-- BEGIN Material for this exercise --
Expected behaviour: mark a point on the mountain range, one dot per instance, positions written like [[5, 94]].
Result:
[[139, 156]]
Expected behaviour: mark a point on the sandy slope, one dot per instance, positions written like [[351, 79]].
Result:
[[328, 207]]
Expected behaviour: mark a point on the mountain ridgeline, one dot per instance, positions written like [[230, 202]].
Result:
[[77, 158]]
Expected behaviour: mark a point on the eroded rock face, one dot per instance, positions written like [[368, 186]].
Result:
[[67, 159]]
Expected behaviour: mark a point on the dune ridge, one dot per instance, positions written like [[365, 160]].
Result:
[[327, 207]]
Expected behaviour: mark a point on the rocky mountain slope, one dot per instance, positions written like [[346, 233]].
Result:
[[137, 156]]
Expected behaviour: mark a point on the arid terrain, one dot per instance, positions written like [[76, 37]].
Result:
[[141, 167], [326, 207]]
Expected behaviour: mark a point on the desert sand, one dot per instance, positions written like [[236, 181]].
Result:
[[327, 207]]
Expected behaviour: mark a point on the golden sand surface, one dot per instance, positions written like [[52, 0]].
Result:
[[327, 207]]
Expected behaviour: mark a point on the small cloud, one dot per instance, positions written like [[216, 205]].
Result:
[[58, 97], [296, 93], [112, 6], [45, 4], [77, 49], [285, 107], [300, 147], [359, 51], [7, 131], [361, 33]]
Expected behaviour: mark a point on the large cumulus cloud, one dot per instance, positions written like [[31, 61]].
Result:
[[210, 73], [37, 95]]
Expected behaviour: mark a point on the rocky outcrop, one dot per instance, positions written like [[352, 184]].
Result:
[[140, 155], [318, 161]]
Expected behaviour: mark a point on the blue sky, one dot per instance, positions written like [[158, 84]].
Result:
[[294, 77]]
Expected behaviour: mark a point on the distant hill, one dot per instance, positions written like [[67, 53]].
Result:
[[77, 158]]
-- END Material for this exercise --
#### Given task:
Copy the material without any changes, beginning at the line containing "Expected behaviour: mark a point on the desert" and continuing through the final line of the material.

#### The solution:
Expected behaviour: mark a point on the desert sand, one dot per instance, positions written like [[236, 181]].
Result:
[[327, 207]]
Expected behaviour: mark a point on the golden sand surface, one dot per instance, positions written like [[52, 0]].
Result:
[[327, 207]]
Expected behaviour: mark a point on the small cloud, one dot per instance, positions written like [[216, 205]].
Result:
[[58, 97], [296, 93], [112, 6], [45, 4], [77, 49], [285, 107], [300, 147], [359, 51], [7, 131], [361, 33]]
Expected behaviour: mark a point on the large cumulus cloud, one dot per instance, positions written like [[31, 61]].
Result:
[[210, 73], [37, 95]]
Expected behaviour: mark a point on the rocky outcrop, one dot per instance, positions written like [[352, 184]].
Result:
[[140, 155], [318, 161]]
Expected behaviour: mark a point on the blue sky, one dot per instance, positions written like [[158, 84]].
Result:
[[294, 77]]
Expected behaviour: mark a point on the distant hill, one dot per instance, positions written like [[67, 53]].
Result:
[[77, 158]]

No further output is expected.